Belum lagi Akil mendadak punya tiga
mobil dalam tiga bulan. “Berdasarkan surat Ditlantas, mobil Mercedes
diatasnamakan sopir Akil Mochtar, sehingga perbuatannya diduga menyamarkan
kekayaan. Padahal dia pejabat, apalagi Ketua MK,” ujar Harjono.
Atas semua kesalahan itu, Akil
terbukti melanggar prinsip kepantasan, kesopanan, integritas, dan independensi.
Keputusan Majelis Kehormatan MK memecat Akil ini tak akan berubah apapun hasil
akhir proses hukum Akil di Komisi Pemberantasan Korupsi.
Dari uraian contoh kasus diatas, Akil
Mochtar terbukti melakukan pelanggaran kode etik dan perilaku hakim konstitusi.

= Ketentuan Tugas =
[a] Tuliskan ulang secara persis bagian kutipan halaman mulai dari "Belum lagi Akil" sampai dengan "Komisi Pemberantasan Korupsi.".
[b] Tentukan apakah setiap pernyataan berikut sesuai dengan kutipan halaman, lalu jawab ya atau tidak disertai kata-kata penentu dari kutipan tersebut: (i) Mobil Mercedes diatasnamakan sopir Akil Mochtar. (ii) Keputusan pemecatan Akil oleh Majelis Kehormatan MK dapat berubah bergantung pada hasil akhir proses hukum di Komisi Pemberantasan Korupsi. (iii) Akil terbukti melanggar prinsip integritas.

= Data yang Diberikan =

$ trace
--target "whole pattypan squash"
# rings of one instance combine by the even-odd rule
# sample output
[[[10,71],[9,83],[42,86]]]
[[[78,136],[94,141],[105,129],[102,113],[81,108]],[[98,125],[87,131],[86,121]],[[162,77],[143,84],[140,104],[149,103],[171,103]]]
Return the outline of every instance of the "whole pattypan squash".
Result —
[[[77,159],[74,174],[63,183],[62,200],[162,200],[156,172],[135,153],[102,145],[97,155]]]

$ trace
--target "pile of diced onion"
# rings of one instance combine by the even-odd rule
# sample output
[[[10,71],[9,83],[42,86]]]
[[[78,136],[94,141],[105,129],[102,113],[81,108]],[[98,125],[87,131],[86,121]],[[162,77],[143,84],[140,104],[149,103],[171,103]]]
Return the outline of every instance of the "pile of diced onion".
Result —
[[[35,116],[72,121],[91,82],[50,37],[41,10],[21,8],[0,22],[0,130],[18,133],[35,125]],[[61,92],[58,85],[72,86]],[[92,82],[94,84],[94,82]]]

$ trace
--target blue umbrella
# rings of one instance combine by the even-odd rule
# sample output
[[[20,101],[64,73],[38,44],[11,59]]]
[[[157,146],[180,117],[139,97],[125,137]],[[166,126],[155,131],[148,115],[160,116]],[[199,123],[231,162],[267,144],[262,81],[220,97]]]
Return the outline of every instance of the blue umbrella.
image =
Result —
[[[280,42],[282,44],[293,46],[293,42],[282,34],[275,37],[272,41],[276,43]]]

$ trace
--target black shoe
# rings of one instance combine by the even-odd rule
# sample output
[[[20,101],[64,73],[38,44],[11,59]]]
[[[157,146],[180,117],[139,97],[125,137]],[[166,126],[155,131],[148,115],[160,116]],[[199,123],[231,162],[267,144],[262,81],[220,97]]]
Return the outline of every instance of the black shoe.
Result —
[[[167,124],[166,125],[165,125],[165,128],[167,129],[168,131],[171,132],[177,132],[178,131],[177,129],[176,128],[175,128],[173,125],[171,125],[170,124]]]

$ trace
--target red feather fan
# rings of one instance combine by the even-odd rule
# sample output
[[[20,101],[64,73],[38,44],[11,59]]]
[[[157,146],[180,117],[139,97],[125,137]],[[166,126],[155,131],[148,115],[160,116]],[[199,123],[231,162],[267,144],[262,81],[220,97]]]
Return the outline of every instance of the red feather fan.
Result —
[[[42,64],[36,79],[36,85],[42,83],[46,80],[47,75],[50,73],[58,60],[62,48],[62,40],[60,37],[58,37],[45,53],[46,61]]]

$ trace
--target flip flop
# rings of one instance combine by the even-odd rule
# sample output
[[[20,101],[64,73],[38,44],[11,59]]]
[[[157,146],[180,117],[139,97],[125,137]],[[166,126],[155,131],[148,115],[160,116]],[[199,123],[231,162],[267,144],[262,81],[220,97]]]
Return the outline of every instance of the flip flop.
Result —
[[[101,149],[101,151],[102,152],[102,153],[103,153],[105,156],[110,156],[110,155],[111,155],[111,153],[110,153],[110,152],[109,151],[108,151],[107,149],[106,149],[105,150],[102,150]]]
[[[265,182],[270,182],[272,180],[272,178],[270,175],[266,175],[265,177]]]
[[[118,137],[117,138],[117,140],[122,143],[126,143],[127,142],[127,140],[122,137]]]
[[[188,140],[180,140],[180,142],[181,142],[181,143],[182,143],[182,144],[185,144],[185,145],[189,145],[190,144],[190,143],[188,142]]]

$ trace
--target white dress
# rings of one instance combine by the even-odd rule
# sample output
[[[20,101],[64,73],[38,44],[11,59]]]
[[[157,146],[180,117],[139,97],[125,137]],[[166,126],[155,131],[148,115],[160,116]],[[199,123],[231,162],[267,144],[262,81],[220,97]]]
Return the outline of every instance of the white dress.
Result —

= Jawaban Tiap Tugas =
[a]
Belum lagi Akil mendadak punya tiga
mobil dalam tiga bulan. “Berdasarkan surat Ditlantas, mobil Mercedes
diatasnamakan sopir Akil Mochtar, sehingga perbuatannya diduga menyamarkan
kekayaan. Padahal dia pejabat, apalagi Ketua MK,” ujar Harjono.
Atas semua kesalahan itu, Akil
terbukti melanggar prinsip kepantasan, kesopanan, integritas, dan independensi.
Keputusan Majelis Kehormatan MK memecat Akil ini tak akan berubah apapun hasil
akhir proses hukum Akil di Komisi Pemberantasan Korupsi.

[b]
(i) Ya: "mobil Mercedes diatasnamakan sopir Akil Mochtar".
(ii) Tidak: "tak akan berubah apapun hasil akhir proses hukum Akil di Komisi Pemberantasan Korupsi".
(iii) Ya: "terbukti melanggar prinsip kepantasan, kesopanan, integritas, dan independensi".